┌─ Page excerpt

# Free Phrag. seedlings



## abax (Feb 17, 2022)

I've got to make some room in my gh and I have several Phrag. seedlings to give away to a needy
Phrag. addict. I'll make a list if anybody is interested.


----------



## paphman (Feb 18, 2022)

I just might be interested. What do you have?


----------



## Ray (Feb 18, 2022)

Keep me in mind, as well, Angela. I find my very limited collection moving toward phrags, more and more.


----------



## NYEric (Feb 18, 2022)

I'm interested.


----------



## abax (Feb 18, 2022)

To whom it may concern: I'll have to march out to the gh in cold wet stuff to write the
names down. Gimetime! Too damn cold to mail anyway.

I don't know about you Eric. You been name calling lately. :>) 

The seedlings will have to go to one person. My husband of 30 years is at home and
in Hospice care. He is dying of pulmonary fibrosis very slow and miserably.


----------



## Ray (Feb 18, 2022)

I'm so sorry to hear that, Angela.

└─
┌─ Information provided

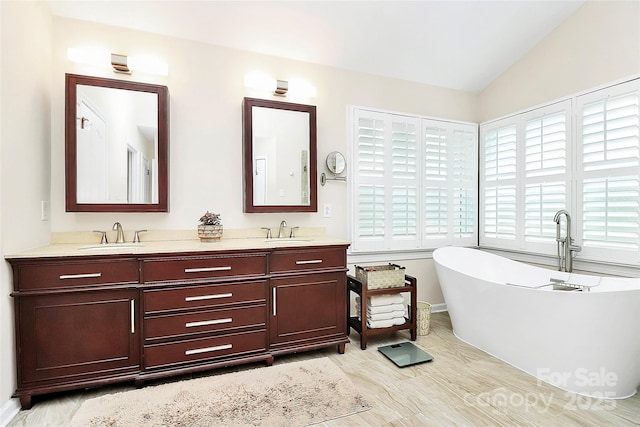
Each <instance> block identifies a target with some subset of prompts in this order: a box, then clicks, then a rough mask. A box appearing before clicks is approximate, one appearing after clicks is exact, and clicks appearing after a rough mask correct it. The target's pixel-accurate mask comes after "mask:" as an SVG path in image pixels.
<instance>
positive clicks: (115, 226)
mask: <svg viewBox="0 0 640 427" xmlns="http://www.w3.org/2000/svg"><path fill="white" fill-rule="evenodd" d="M113 229H114V230H116V243H124V232H123V231H122V224H120V223H119V222H116V223H115V224H113Z"/></svg>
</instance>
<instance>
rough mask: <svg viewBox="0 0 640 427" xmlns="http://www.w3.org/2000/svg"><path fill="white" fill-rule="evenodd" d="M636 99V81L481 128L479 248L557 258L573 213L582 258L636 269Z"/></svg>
mask: <svg viewBox="0 0 640 427" xmlns="http://www.w3.org/2000/svg"><path fill="white" fill-rule="evenodd" d="M639 98H640V80H634V81H631V82H627V83H624V84H620V85H616V86H613V87H609V88H605V89H601V90H597V91H594V92H591V93H588V94H585V95H580V96H575V97H572V98H571V99H568V100H565V101H562V102H558V103H554V104H550V105H547V106H544V107H541V108H536V109H534V110H531V111H528V112H526V113H522V114H518V115H515V116H511V117H507V118H504V119H500V120H497V121H494V122H490V123H486V124H482V125H481V126H480V158H481V159H482V162H481V163H482V164H481V181H480V190H479V192H480V193H479V194H480V195H481V200H480V209H481V210H480V212H481V215H480V219H481V220H480V223H481V225H480V239H479V242H480V245H481V246H490V247H496V248H504V249H517V250H524V251H527V252H531V253H542V254H554V253H555V246H556V241H555V237H556V224H555V222H553V217H554V214H555V212H557V211H558V210H560V209H566V210H568V211H569V212H570V213H571V215H572V219H573V224H572V225H573V226H572V236H573V237H574V238H575V240H576V243H577V244H578V245H581V246H582V247H583V250H582V252H581V254H580V257H581V258H582V259H592V260H604V261H614V262H623V263H638V262H639V261H640V256H639V255H638V253H639V248H640V131H639V129H640V111H639ZM573 117H575V123H572V118H573Z"/></svg>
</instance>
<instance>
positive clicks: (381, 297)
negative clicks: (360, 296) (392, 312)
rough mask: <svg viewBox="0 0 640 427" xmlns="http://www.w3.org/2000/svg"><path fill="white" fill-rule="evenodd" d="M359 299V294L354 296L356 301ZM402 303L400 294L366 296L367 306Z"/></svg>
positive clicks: (389, 294)
mask: <svg viewBox="0 0 640 427" xmlns="http://www.w3.org/2000/svg"><path fill="white" fill-rule="evenodd" d="M358 301H360V296H356V302H358ZM400 303H402V304H404V297H403V296H402V295H400V294H385V295H373V296H370V297H367V306H369V307H377V306H379V305H390V304H400Z"/></svg>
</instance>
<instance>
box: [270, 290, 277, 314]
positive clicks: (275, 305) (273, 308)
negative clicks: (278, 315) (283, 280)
mask: <svg viewBox="0 0 640 427" xmlns="http://www.w3.org/2000/svg"><path fill="white" fill-rule="evenodd" d="M276 289H277V288H276V287H274V288H273V290H272V291H271V292H272V294H273V298H272V299H273V317H275V316H276Z"/></svg>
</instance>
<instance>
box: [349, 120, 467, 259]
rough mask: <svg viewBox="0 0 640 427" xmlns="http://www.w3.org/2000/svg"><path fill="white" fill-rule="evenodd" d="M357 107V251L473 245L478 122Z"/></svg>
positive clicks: (351, 156) (355, 218)
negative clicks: (437, 117) (451, 245)
mask: <svg viewBox="0 0 640 427" xmlns="http://www.w3.org/2000/svg"><path fill="white" fill-rule="evenodd" d="M352 112H353V116H352V123H353V141H354V143H353V155H352V156H351V157H352V159H353V160H352V164H353V165H354V167H353V168H352V170H354V171H355V174H354V177H353V180H352V187H351V195H352V198H353V200H354V203H352V204H351V205H352V206H353V209H354V212H353V215H352V218H353V224H352V227H351V234H352V236H351V240H352V242H353V244H352V250H353V251H354V252H358V251H359V252H375V251H383V250H385V251H388V250H392V251H393V250H409V249H421V248H423V249H428V248H435V247H437V246H441V245H443V244H460V245H463V244H466V245H474V244H476V241H477V237H476V236H477V231H476V229H477V227H476V223H477V221H476V218H477V207H476V206H477V197H476V189H477V125H475V124H468V123H456V122H448V121H440V120H434V119H426V118H421V117H416V116H410V115H403V114H397V113H387V112H380V111H372V110H367V109H361V108H353V110H352Z"/></svg>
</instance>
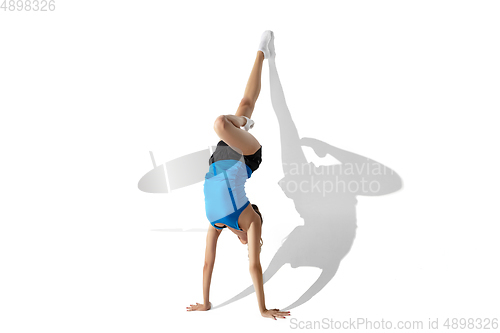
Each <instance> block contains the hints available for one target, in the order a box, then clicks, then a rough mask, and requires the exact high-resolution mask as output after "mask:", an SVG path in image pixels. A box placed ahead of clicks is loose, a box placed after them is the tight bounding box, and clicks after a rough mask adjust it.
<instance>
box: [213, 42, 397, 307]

└─

--- Task details ---
Can you update the seedling thread between "# Free Phrag." and "anybody is interested.", inclusive, so that "gh" becomes "greenhouse"? The records were taken from a separate source.

--- Task output ---
# Free Phrag. seedlings



## abax (Feb 17, 2022)

I've got to make some room in my greenhouse and I have several Phrag. seedlings to give away to a needy
Phrag. addict. I'll make a list if anybody is interested.